───── Study text ─────

ITV News report is not impartial journalism

The problems don't stop there. It is very clear upon reading that the ITV News article is completely one-sided. The only person interviewed for a comment is Jayne Ozanne, who is one of the best-known campaigners for a full criminal ban.

No critics or opponents of a ban are interviewed. Clearly this is not impartial journalism, it is blatant political campaigning on a very contentious topic. This is unsurprising for someone who was awarded the Pink News Broadcaster of the Year Award in 2019 for his undercover reporting on 'conversion therapy'.

Leaks already showed government sees Brand as campaigner

This is not in fact the first time that the government has hinted that it perceives Paul Brand to be a campaigner, not an impartial journalist. In March this year, a document outlining how the government intended to drop its plans to ban 'conversion therapy' was leaked to ITV News. It was reported on by none other than Paul Brand. (It is noteworthy that Paul Brand's husband, Joe Cuddeford, works for the Cabinet Office as deputy director.)

───── Input data ─────

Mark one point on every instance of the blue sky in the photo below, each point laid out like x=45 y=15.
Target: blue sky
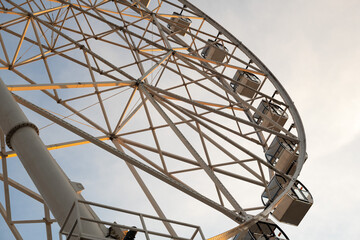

─────

# Task details
Continue the article criticizing ITV News coverage of the 'conversion therapy' ban, picking up right after its last sentence.

# Result of the exercise
The ITV leak had a section on 'Media handling' of the decision, and said this:

"Paul Brand of ITV has followed the commitment's progress closely for years, he is personally very invested, and is likely to cover the decision in great depth."

This much was made clear in April when Paul Brand replied to a critic of his coverage of the leak, speaking of 'how the government sees our community'. This is really quite an extraordinary thing for a senior news editor to say in public. Remember, he isn't an 'LGBT news editor', he is the editor of ITV News – on all kinds of news – for the UK as a whole.

Playing Liz Truss off against Kemi Badenoch

Already, one year previously in March 2021, Brand had reported on a media campaign by LGBT groups from the main political parties to attack Kemi Badenoch's careful handling of the proposals to ban 'conversion therapy'. These political campaigners wanted to meet with Liz Truss, to get past Kemi Badenoch's reluctance to pass a ban.

Evidently this was an attempt to play Liz Truss and Kemi Badenoch off against each other to corner Liz Truss into tabling a bill. For in reality in this ITV News interview conducted by Brand back in 2020, Liz Truss comes across as robotically following a script, having been put on the spot by him.

Pressuring the Prime Minister

The ITV News article goes on to say this:

"ITV News understands that Conservative MPs have been engaging with Downing Street over the issue, in the hope that new prime minister Rishi Sunak will make a clear commitment."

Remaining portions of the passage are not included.